**Exercise:**
Please set out as a numbered list only the lines starting with the one containing "Note: pick out the handrail" and going on through the one containing "column 1167, row 775", both included. Leave out any blank lines.

┌─ Extracted material

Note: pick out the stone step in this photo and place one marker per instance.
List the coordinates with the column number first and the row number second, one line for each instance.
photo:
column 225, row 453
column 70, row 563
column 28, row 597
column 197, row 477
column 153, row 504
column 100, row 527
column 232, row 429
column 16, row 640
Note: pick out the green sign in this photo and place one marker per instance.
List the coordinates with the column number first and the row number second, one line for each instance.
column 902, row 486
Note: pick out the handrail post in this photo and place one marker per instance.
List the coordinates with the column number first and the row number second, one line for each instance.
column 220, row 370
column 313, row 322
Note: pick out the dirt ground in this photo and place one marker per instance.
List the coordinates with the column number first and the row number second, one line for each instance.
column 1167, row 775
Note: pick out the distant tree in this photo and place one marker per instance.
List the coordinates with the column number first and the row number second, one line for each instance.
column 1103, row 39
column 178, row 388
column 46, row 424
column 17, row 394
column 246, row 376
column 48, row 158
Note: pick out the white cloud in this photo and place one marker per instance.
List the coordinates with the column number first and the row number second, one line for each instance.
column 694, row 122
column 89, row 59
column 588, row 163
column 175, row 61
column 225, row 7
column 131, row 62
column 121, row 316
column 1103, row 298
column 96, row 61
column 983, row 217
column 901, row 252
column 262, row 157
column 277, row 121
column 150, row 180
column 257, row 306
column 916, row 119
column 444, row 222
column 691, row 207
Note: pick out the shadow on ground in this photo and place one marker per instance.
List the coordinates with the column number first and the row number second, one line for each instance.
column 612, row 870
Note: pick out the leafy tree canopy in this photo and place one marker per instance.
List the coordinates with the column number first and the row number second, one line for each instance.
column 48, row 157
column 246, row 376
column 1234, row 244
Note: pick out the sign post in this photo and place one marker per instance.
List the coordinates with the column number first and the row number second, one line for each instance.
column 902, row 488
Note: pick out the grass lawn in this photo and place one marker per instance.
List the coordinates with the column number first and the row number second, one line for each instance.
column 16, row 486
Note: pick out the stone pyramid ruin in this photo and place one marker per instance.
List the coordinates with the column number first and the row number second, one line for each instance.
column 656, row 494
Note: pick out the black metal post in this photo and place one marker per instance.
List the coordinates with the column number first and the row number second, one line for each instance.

└─

**Answer to the problem:**
1. Note: pick out the handrail post in this photo and place one marker per instance.
2. List the coordinates with the column number first and the row number second, one line for each instance.
3. column 220, row 370
4. column 313, row 322
5. Note: pick out the dirt ground in this photo and place one marker per instance.
6. List the coordinates with the column number first and the row number second, one line for each instance.
7. column 1167, row 775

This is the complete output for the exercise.